--- PROVIDED MATERIAL Enclosed Below ---

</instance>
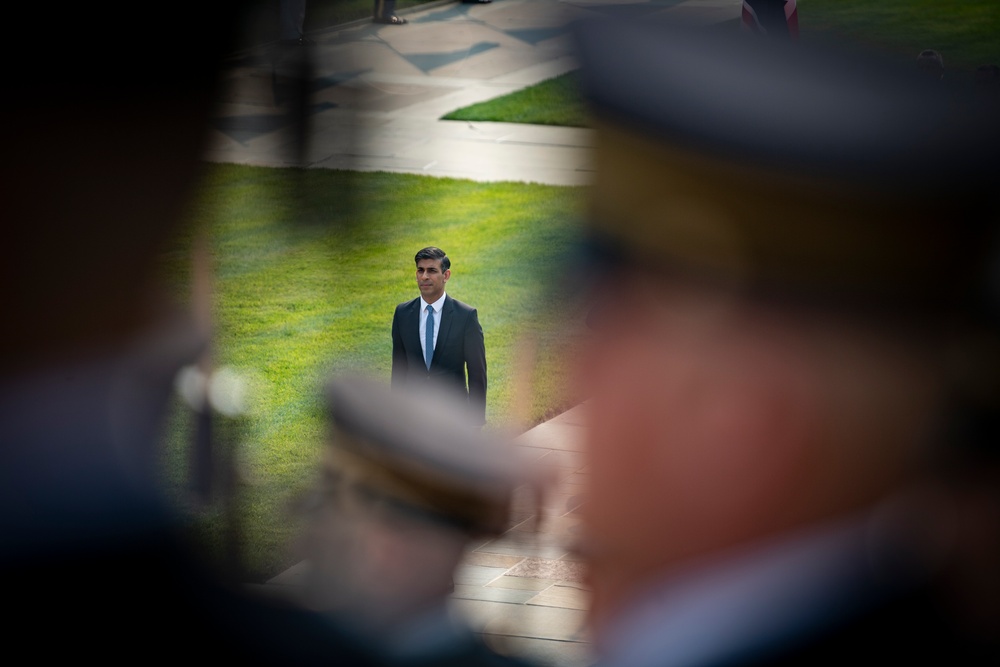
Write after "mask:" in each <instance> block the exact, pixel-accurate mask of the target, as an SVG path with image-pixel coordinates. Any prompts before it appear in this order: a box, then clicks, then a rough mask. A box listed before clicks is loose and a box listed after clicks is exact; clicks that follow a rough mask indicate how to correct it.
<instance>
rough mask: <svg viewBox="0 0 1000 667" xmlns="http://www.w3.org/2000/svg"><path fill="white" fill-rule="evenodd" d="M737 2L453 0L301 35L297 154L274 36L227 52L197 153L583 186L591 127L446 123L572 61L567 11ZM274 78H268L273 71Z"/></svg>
mask: <svg viewBox="0 0 1000 667" xmlns="http://www.w3.org/2000/svg"><path fill="white" fill-rule="evenodd" d="M740 6H741V0H654V1H652V2H642V1H641V0H565V1H563V0H495V1H494V2H493V3H491V4H488V5H466V4H461V3H457V2H452V1H445V2H435V3H430V4H429V5H424V6H422V7H421V8H419V9H418V10H417V11H411V12H409V13H405V14H404V16H405V17H406V18H407V19H408V20H409V24H407V25H404V26H386V25H377V24H373V23H371V22H370V21H360V22H355V23H352V24H349V25H346V26H338V27H333V28H328V29H325V30H322V31H317V32H316V33H313V34H310V35H309V37H310V38H311V39H312V40H313V41H314V45H313V46H311V47H308V48H307V49H306V52H307V53H309V54H310V57H311V62H312V63H313V67H314V70H313V72H312V73H311V75H310V76H309V79H310V89H311V92H312V97H311V100H310V101H309V104H308V110H307V111H308V126H309V131H308V138H307V142H306V149H305V154H304V156H303V157H302V158H301V160H300V159H299V157H298V156H297V154H296V153H295V151H294V149H293V147H294V145H295V132H294V127H293V125H292V123H291V116H292V114H291V113H290V106H289V103H288V101H287V100H286V99H285V97H286V95H287V79H286V78H285V77H283V73H284V74H287V71H288V68H289V67H290V66H291V65H290V63H291V62H292V61H291V60H290V58H291V57H292V56H290V55H289V54H288V53H282V52H281V51H280V50H279V49H278V48H276V46H275V45H264V46H262V47H261V48H258V49H253V50H250V51H247V52H246V53H242V54H239V57H237V58H234V60H233V63H232V64H233V66H232V68H231V69H230V71H229V78H228V80H227V86H226V92H225V94H224V97H223V99H222V103H221V104H220V106H219V108H218V111H217V115H216V118H215V122H214V124H213V133H212V140H211V144H210V146H209V148H208V150H207V152H206V156H205V157H206V159H208V160H210V161H218V162H234V163H240V164H255V165H271V166H288V165H293V164H301V165H303V166H308V167H326V168H334V169H353V170H364V171H373V170H378V171H394V172H406V173H416V174H426V175H429V176H442V177H454V178H465V179H472V180H479V181H503V180H513V181H529V182H539V183H548V184H553V185H586V184H587V183H588V182H589V181H590V178H591V175H592V173H593V168H592V164H591V159H590V153H591V148H592V146H593V137H592V134H591V131H590V130H587V129H581V128H565V127H548V126H538V125H524V124H511V123H485V122H484V123H480V122H465V121H442V120H440V118H441V116H442V115H444V114H446V113H448V112H450V111H453V110H456V109H459V108H462V107H464V106H467V105H469V104H472V103H475V102H481V101H485V100H489V99H492V98H495V97H498V96H500V95H504V94H507V93H512V92H515V91H517V90H520V89H522V88H524V87H526V86H529V85H533V84H535V83H539V82H541V81H543V80H545V79H549V78H552V77H554V76H557V75H560V74H563V73H566V72H569V71H571V70H573V69H575V68H576V67H577V63H576V61H575V59H574V54H573V44H572V35H571V27H570V26H571V24H572V22H573V21H575V20H577V19H580V18H585V17H594V16H598V17H599V16H601V15H603V14H606V13H607V12H608V11H610V10H619V11H628V12H630V13H632V14H637V15H649V16H654V15H655V16H664V15H669V16H673V17H675V18H677V19H679V20H689V21H692V22H698V23H706V22H709V23H714V22H720V21H728V20H735V19H737V18H738V17H739V11H740ZM276 75H277V82H276V79H275V76H276Z"/></svg>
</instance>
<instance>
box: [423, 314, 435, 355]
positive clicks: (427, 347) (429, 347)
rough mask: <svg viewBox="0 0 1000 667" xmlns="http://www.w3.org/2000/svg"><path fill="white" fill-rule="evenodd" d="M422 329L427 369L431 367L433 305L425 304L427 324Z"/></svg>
mask: <svg viewBox="0 0 1000 667" xmlns="http://www.w3.org/2000/svg"><path fill="white" fill-rule="evenodd" d="M426 327H427V328H426V330H425V331H424V361H425V362H426V363H427V370H430V369H431V359H433V358H434V306H427V325H426Z"/></svg>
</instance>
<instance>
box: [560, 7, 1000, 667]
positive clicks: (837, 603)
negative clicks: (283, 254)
mask: <svg viewBox="0 0 1000 667" xmlns="http://www.w3.org/2000/svg"><path fill="white" fill-rule="evenodd" d="M578 36H579V38H580V45H581V59H582V70H581V71H582V81H583V89H584V93H585V95H586V97H587V99H588V101H589V102H590V105H591V110H592V112H593V114H594V119H595V120H594V122H595V125H596V128H597V135H598V143H597V150H596V155H597V159H596V169H597V176H596V182H595V185H594V187H593V191H592V199H591V207H590V214H589V219H588V234H589V237H590V242H589V245H590V254H589V255H588V256H587V257H588V258H587V260H586V261H587V273H589V274H592V275H593V276H595V277H597V278H598V280H595V281H594V282H595V283H597V284H596V286H595V287H596V289H595V292H594V300H595V303H594V308H593V310H592V313H593V314H594V316H593V317H592V318H591V325H592V326H593V336H592V344H593V348H592V349H591V350H590V352H589V354H587V355H584V356H583V357H582V358H585V359H586V363H584V364H580V375H581V379H580V382H581V383H583V384H584V385H585V386H588V387H591V388H592V391H591V402H590V426H589V431H588V436H587V437H588V441H587V457H588V463H589V467H588V469H589V470H590V475H591V481H590V489H589V496H588V501H587V504H586V505H585V507H584V514H585V520H584V525H585V539H584V542H583V544H582V549H583V551H584V554H585V556H586V557H587V561H588V565H589V570H590V574H591V583H592V585H593V588H594V598H593V607H592V609H591V620H592V623H593V627H594V629H595V632H596V633H597V634H596V637H597V642H598V645H599V648H600V649H601V650H602V651H603V652H605V653H606V655H607V656H608V657H609V662H611V663H612V664H616V660H621V661H622V664H719V663H722V662H726V661H728V660H732V661H735V662H736V663H739V662H740V661H742V660H751V659H763V658H764V657H773V658H779V657H787V656H788V655H798V656H800V657H803V659H805V658H807V657H808V656H809V655H811V654H810V651H811V650H814V649H815V650H817V655H824V658H825V659H826V658H829V655H825V654H824V653H823V651H824V650H826V649H818V648H817V647H819V646H826V647H828V646H830V645H834V644H836V642H839V640H836V642H835V640H834V635H835V634H836V633H838V632H840V631H842V630H843V631H845V632H850V631H848V630H844V629H845V628H854V629H855V630H857V631H858V632H866V631H867V630H860V628H861V627H862V626H863V627H867V628H868V629H869V630H870V629H871V628H873V627H877V626H878V625H879V624H880V622H879V621H876V620H874V619H876V618H879V617H878V615H877V613H878V610H885V609H888V608H889V607H890V606H892V605H894V604H896V602H897V601H898V599H900V598H898V597H896V594H897V593H898V592H899V591H901V590H905V591H907V594H909V593H910V592H912V591H913V590H916V589H917V588H920V587H922V586H923V585H924V584H925V583H927V582H928V581H929V577H930V572H931V571H932V570H934V568H935V567H937V566H938V565H939V564H940V562H939V561H937V560H935V559H937V558H938V557H940V556H941V549H940V547H941V544H942V543H943V542H948V540H949V538H948V536H947V535H946V533H947V532H948V531H947V530H944V529H942V530H938V529H939V528H941V527H942V525H943V524H942V523H937V522H935V521H933V520H930V519H929V518H928V517H931V516H936V515H935V514H934V512H931V511H929V510H927V509H926V506H925V505H924V504H923V503H924V502H925V501H926V498H927V496H926V495H925V494H923V493H922V492H917V491H916V490H917V489H923V488H924V486H923V484H924V482H925V481H926V480H927V479H928V473H929V472H930V471H933V470H935V467H936V466H937V465H938V464H939V463H940V461H941V460H942V458H947V457H948V455H946V454H945V452H950V453H951V454H955V452H956V451H959V450H961V446H962V445H963V444H964V443H959V442H955V441H954V440H955V438H952V437H950V436H946V435H944V434H945V433H949V432H950V431H949V430H948V429H949V428H950V425H951V421H952V417H953V413H952V407H953V399H954V398H955V395H956V392H957V391H959V390H958V387H959V386H962V387H966V386H968V384H967V381H968V378H966V377H962V378H960V377H959V375H961V373H960V372H959V371H957V369H956V367H955V365H954V359H953V358H951V356H950V351H954V349H956V348H960V349H963V350H964V351H965V352H967V353H970V354H973V355H976V354H979V353H980V352H982V354H983V356H982V359H983V363H984V364H985V363H987V360H992V359H993V358H994V356H995V355H993V356H991V354H990V353H991V351H995V349H996V348H995V343H994V342H992V339H993V337H994V336H993V333H995V332H994V331H993V330H992V329H990V328H989V325H986V324H984V323H985V322H987V321H988V319H989V317H990V314H989V312H988V310H989V309H988V308H985V307H984V306H986V305H987V304H990V303H992V304H994V305H995V303H996V302H995V301H993V300H992V299H995V296H996V295H995V293H993V292H992V291H991V290H994V289H995V287H996V285H995V284H994V283H991V282H990V278H989V275H990V274H989V272H990V271H991V270H994V271H995V266H996V262H997V257H996V254H995V253H996V246H995V244H994V241H995V237H994V234H995V225H994V223H995V217H993V216H995V210H994V208H992V207H993V206H994V205H995V202H993V201H991V199H990V195H989V194H988V193H989V186H988V183H987V178H986V176H985V174H986V173H987V170H986V167H987V166H988V165H989V164H990V163H991V162H990V161H991V160H993V159H995V158H994V157H993V156H992V155H991V153H995V149H996V131H995V130H993V131H989V130H984V128H985V127H987V125H986V124H984V123H982V122H980V123H979V124H978V125H977V126H976V130H973V129H972V127H971V126H969V125H967V124H966V123H962V124H961V125H963V127H961V128H957V127H956V125H958V123H955V122H954V121H955V120H956V119H955V118H953V117H951V114H953V106H952V105H951V104H950V102H949V101H948V100H947V99H946V98H944V97H942V96H940V95H939V94H938V91H936V90H932V89H930V88H929V87H928V86H926V84H925V82H924V81H923V80H922V79H921V80H918V79H917V77H916V76H915V75H914V74H912V73H908V72H906V71H900V69H899V67H898V66H897V65H890V64H887V63H879V62H877V61H874V60H872V59H871V58H870V57H867V56H865V57H862V56H860V55H858V54H850V53H846V54H845V53H829V52H823V51H813V50H810V49H808V48H805V47H804V46H802V45H788V44H779V43H764V42H762V41H761V40H752V41H748V40H737V39H729V38H726V37H720V36H719V35H717V34H714V33H710V32H707V31H706V32H701V33H699V32H697V31H692V30H690V29H688V30H679V29H675V28H671V27H670V26H665V25H657V24H646V25H636V24H630V23H624V22H620V23H608V22H604V23H602V24H601V25H594V24H587V23H584V24H582V25H581V27H580V31H579V33H578ZM973 115H974V114H971V113H970V114H969V116H965V117H964V119H965V120H966V121H968V120H969V118H970V117H971V116H973ZM983 120H984V118H978V121H983ZM972 124H973V125H975V123H972ZM983 132H985V134H984V133H983ZM984 142H985V143H986V144H989V145H990V146H992V148H986V147H985V146H984ZM929 164H933V165H937V166H936V168H935V169H933V170H928V169H927V168H926V167H927V165H929ZM942 173H945V174H946V176H945V177H944V179H943V181H942ZM991 267H992V269H991ZM612 278H613V279H612ZM609 279H610V280H609ZM981 327H985V329H986V330H987V331H990V334H989V335H987V336H985V337H984V338H979V339H977V340H979V341H980V343H983V341H985V340H989V341H990V342H989V343H983V345H982V347H978V346H977V347H974V346H972V344H971V343H969V340H970V336H971V332H974V331H980V328H981ZM974 350H975V351H974ZM979 370H980V371H982V370H983V369H979ZM980 379H982V376H981V377H980ZM977 437H978V439H979V440H980V441H981V440H982V439H983V436H982V433H979V435H978V436H973V437H972V439H976V438H977ZM956 456H958V455H956ZM959 458H960V457H959ZM946 504H947V503H942V504H935V503H930V505H931V506H933V507H936V508H940V507H942V506H944V505H946ZM918 508H919V509H918ZM918 517H924V520H923V521H921V520H919V519H918ZM944 523H947V522H944ZM890 590H891V591H892V592H891V593H890V592H889V591H890ZM900 595H901V594H900ZM913 609H914V610H916V609H920V610H921V611H920V612H915V613H914V614H913V616H910V617H909V618H910V620H914V619H916V618H920V614H921V613H922V612H923V611H926V613H927V616H926V618H938V617H947V613H946V612H943V611H942V610H941V608H938V607H930V608H929V609H924V608H922V607H920V606H919V605H918V604H916V603H915V605H914V607H913ZM900 618H902V617H900ZM897 620H898V619H897ZM925 620H926V619H925ZM854 622H857V625H853V626H852V625H851V624H852V623H854ZM949 622H955V619H954V618H950V617H949V618H948V622H943V623H942V625H941V627H940V628H939V631H938V632H936V633H935V634H933V635H929V636H927V637H926V638H923V641H922V642H916V643H914V642H912V641H911V640H910V637H909V636H908V635H906V637H907V641H910V643H911V645H913V646H921V647H923V648H926V649H928V651H929V652H931V653H933V652H934V651H937V652H938V653H939V654H943V655H948V654H950V652H951V651H952V650H953V649H954V650H955V651H957V653H956V655H959V654H961V651H962V650H964V649H966V648H968V646H969V645H974V646H975V648H974V649H970V650H971V651H972V654H975V651H978V650H980V648H981V646H980V644H979V642H980V638H979V637H978V636H977V638H976V639H974V640H970V641H969V645H966V644H964V643H963V640H964V639H966V637H964V636H963V637H962V639H956V637H958V636H961V635H963V633H964V631H965V630H966V629H967V628H965V627H961V628H956V627H954V625H955V623H957V622H955V623H953V624H952V625H949ZM865 623H871V625H863V624H865ZM710 629H711V630H710ZM884 631H885V633H886V639H885V643H884V645H882V647H881V648H879V649H876V650H878V651H882V650H884V651H889V650H897V648H898V647H897V646H896V639H899V638H900V637H901V636H903V633H905V632H907V628H906V626H905V624H903V625H896V624H895V621H893V622H892V623H886V624H885V627H884ZM951 633H954V634H951ZM836 645H837V646H838V648H837V649H836V651H843V654H844V655H846V654H847V653H848V652H849V650H848V648H847V647H848V646H850V644H849V643H847V642H843V643H840V644H836ZM795 651H801V652H802V653H794V652H795ZM914 651H915V652H916V653H920V651H921V649H914ZM836 654H837V655H840V654H841V653H836ZM633 661H634V662H633ZM675 661H676V662H675Z"/></svg>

--- End of Enclosed PROVIDED MATERIAL ---

### EXERCISE AIM:
Filtering the entries above by the word "positive", copy each line that matches.

### THE ANSWER:
positive clicks: (427, 347) (429, 347)
positive clicks: (837, 603)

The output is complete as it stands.